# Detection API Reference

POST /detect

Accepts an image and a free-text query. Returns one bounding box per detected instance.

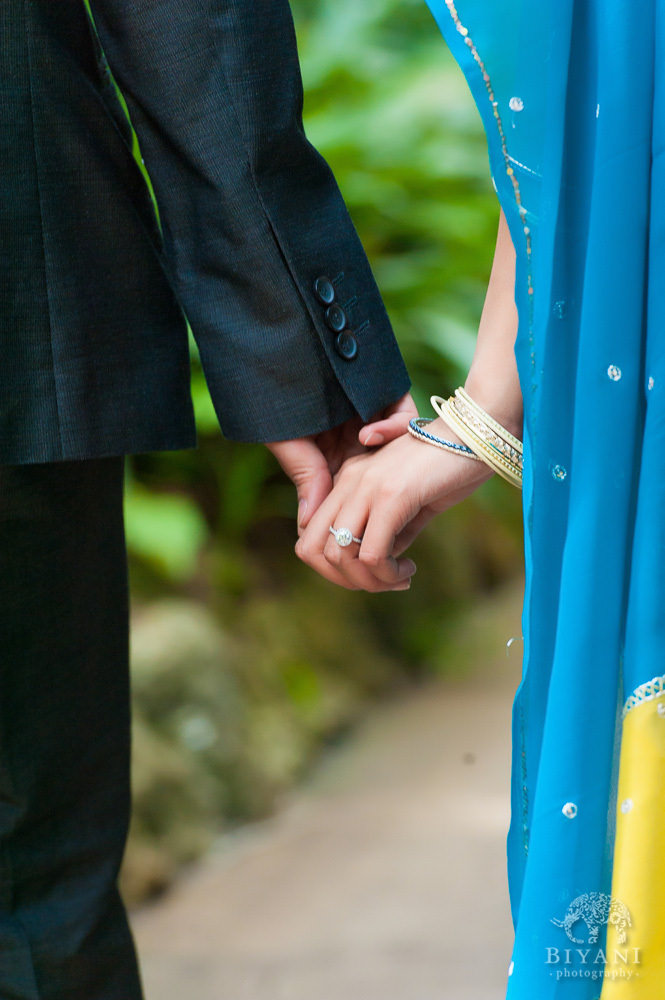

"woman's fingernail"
[298,497,307,527]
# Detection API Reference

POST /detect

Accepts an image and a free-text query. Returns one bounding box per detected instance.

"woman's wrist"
[464,366,523,441]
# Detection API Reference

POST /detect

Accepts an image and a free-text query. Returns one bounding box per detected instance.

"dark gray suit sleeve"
[84,0,409,441]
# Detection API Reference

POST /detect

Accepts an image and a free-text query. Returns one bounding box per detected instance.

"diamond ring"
[330,524,362,549]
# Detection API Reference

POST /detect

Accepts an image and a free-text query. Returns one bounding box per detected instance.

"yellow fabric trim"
[600,692,665,1000]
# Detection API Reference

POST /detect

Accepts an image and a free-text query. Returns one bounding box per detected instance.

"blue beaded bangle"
[409,417,482,462]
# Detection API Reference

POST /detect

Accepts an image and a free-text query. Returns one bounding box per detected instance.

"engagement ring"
[330,524,362,549]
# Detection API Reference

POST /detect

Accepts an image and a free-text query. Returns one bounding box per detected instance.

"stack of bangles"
[409,388,522,489]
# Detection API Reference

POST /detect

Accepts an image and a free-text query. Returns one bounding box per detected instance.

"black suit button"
[335,330,358,361]
[314,275,335,306]
[326,302,346,333]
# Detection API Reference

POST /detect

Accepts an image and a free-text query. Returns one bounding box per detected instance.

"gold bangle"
[455,386,522,455]
[431,396,522,489]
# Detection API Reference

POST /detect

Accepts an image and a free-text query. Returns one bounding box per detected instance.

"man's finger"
[267,438,332,531]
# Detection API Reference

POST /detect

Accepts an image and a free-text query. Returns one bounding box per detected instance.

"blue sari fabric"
[428,0,665,1000]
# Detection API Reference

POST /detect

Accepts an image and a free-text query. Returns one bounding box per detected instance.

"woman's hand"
[296,420,493,592]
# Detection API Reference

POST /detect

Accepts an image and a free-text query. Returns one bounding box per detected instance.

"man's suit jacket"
[0,0,409,463]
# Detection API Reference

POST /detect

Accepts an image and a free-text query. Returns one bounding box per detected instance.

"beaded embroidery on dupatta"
[427,0,665,1000]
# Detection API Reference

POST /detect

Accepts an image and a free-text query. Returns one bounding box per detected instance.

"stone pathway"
[132,585,522,1000]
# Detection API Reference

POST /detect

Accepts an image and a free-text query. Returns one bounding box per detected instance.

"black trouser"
[0,458,141,1000]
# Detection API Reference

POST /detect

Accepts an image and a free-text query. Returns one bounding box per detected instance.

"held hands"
[296,414,493,592]
[267,393,417,532]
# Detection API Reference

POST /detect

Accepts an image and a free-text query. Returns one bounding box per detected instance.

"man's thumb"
[267,438,333,529]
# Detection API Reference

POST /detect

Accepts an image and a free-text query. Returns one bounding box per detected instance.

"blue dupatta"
[428,0,665,1000]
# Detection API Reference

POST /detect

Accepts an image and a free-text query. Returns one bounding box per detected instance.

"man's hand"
[296,420,493,592]
[266,393,417,532]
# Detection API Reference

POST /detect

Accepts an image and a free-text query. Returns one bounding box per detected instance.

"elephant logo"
[552,892,632,944]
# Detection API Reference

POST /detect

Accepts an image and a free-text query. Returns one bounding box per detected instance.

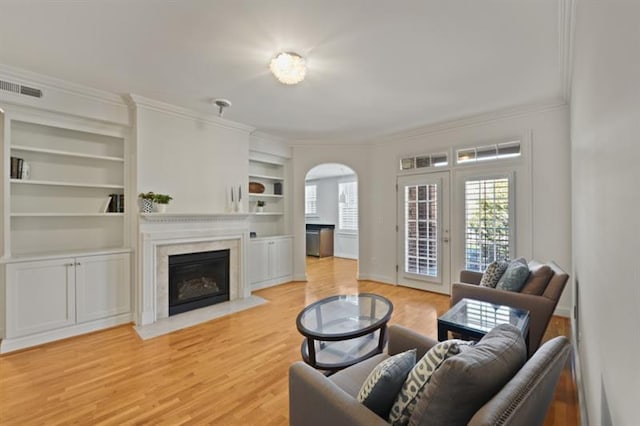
========================================================================
*Exercise aim*: Pull every line of the listing above into your answer verbatim, omitting the pictures.

*Result*:
# Detection API Reference

POST /detect

Accepts an image and a free-text query. Returns one bounding box per detected instance.


"woman's fingernail"
[298,497,307,527]
# Detection API Reference

POST /detect

Accepts an image and a free-text query. Returns one bounding box per detected instance.

"woman's wrist"
[464,366,523,441]
# Detection API Reference

POST /detect

Accepts an image and a free-text query. Returns one bounding box per detected instance.

"dark gray suit sleeve"
[84,0,409,441]
# Detection API Reference

POST /detect

Accepts an image and a free-text query. Returns one bounding box per detected instance.

"diamond ring"
[330,524,362,549]
# Detection API Reference

POST /detect

Accepts an image and a free-text query. Returns one bounding box per detected instance.

"yellow fabric trim"
[600,692,665,1000]
# Detection API Reference

POST /detect

Accepts an image and a free-text query. Returns one bounding box per detected instance.

"blue beaded bangle"
[409,417,482,462]
# Detection API Reference

POST /detect

Accepts an image and a free-text query. Returns one bounding box per detected instance.

"engagement ring"
[330,524,362,549]
# Detection API Reference

POST /detect

Accepts an image and a free-text query. Returns one bounding box per detected instance.

"stack of bangles"
[409,388,522,489]
# Detection API Reference

POST /detect

Accepts an image and a free-text query. Returns one bounding box per detected instance.

"black suit button"
[335,330,358,361]
[314,275,335,306]
[326,302,346,333]
# Detection API Reference

POST /detect

Accepts an image and a free-text query. Returns one bounding box per detected instance.

"gold bangle"
[455,386,522,455]
[431,396,522,489]
# Detection API Reference

POST /detect

Accepts an image and a free-text query. Returns one bounding box per detected instance.

"man's finger"
[267,438,332,531]
# Detection API Reference

POST /detect

Accepts an image and a free-text query. Returns one bounding box per detected instance.

"blue sari fabric"
[428,0,665,1000]
# Detection API Reference

POST /detect

Accepts an image and a free-text query. Returns one bounding box per detected instance.

"woman's hand"
[296,420,493,592]
# Detection API Reference

POST /detect

Accepts an image and a free-text query. Returns one bounding box per detected instance.

"man's suit jacket"
[0,0,409,463]
# Detection API Reference

POST /detect

Accepts an image and a free-text query. Returns one bounding box per detected instance.

"beaded embroidery on dupatta"
[427,0,665,1000]
# Detection API Reference

POST /detect

Accepts an image and a free-text query. Returns one bounding box per detected instance.

"stone pathway"
[132,585,522,1000]
# Detection API Reference

POST /detect

Accepts an image and a free-text query. Returns one bounding box per detected instance.

"black trouser"
[0,458,141,1000]
# Detection API Reference

POST /detect

Accepts an image and a free-text query. Returns one bounding box per detected instance.

"held hands"
[296,414,493,592]
[267,393,417,532]
# Detection API Reference

POST /detect

Accepts an image and a free-text query. Returns one bounding box per detected instance.

"man's thumb"
[267,438,333,529]
# Detection API Reference

POST /detect

Accepts an image and a free-text query. Returns one bounding box per detected instance.

"blue dupatta"
[428,0,665,1000]
# Detection API Reference

POST /detect

Accepts an image and a free-text query. Returns one bounding box per detected instance.

"man's hand"
[296,420,493,592]
[266,393,417,532]
# Detection API Reference

POST /detect

Accepts an image and a free-text query. Returns one bounding box per detected instance.

"elephant logo"
[552,892,632,944]
# Detection API Reference

POST /detect

Accepts an image and a free-text query. Returns one bounding box per detected instance.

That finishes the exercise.